To do:
Rewrite the records below so that "Flash Round" becomes "Speed Round" wherever it appears, with everything else left as it is. Leave the pictures out of your answer.
--------------------------------
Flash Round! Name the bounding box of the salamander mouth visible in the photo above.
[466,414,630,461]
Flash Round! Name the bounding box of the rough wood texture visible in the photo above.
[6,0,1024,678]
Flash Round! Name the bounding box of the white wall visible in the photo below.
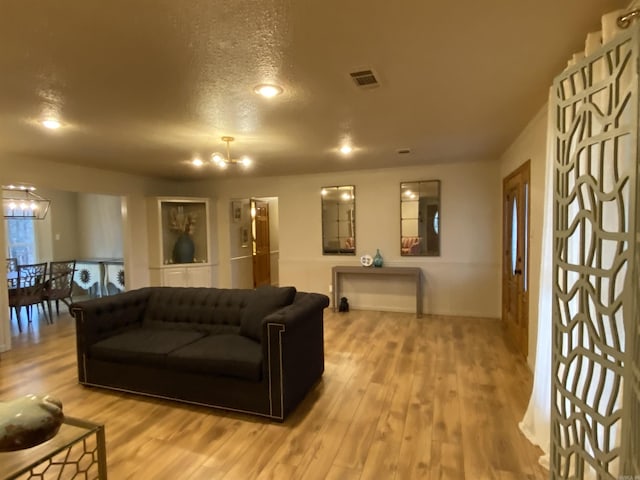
[77,193,124,258]
[191,158,501,317]
[500,106,548,369]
--------------------------------
Final result:
Speed Round! Name the bounding box of the salamander mouth visible in the photo above.
[466,414,630,461]
Speed Round! Name the bounding box of the rough wood texture visible in the photo above.
[6,0,1024,678]
Speed Round! Name the bounding box of the white wall visible in the photo below.
[77,193,124,258]
[191,158,501,317]
[500,106,548,369]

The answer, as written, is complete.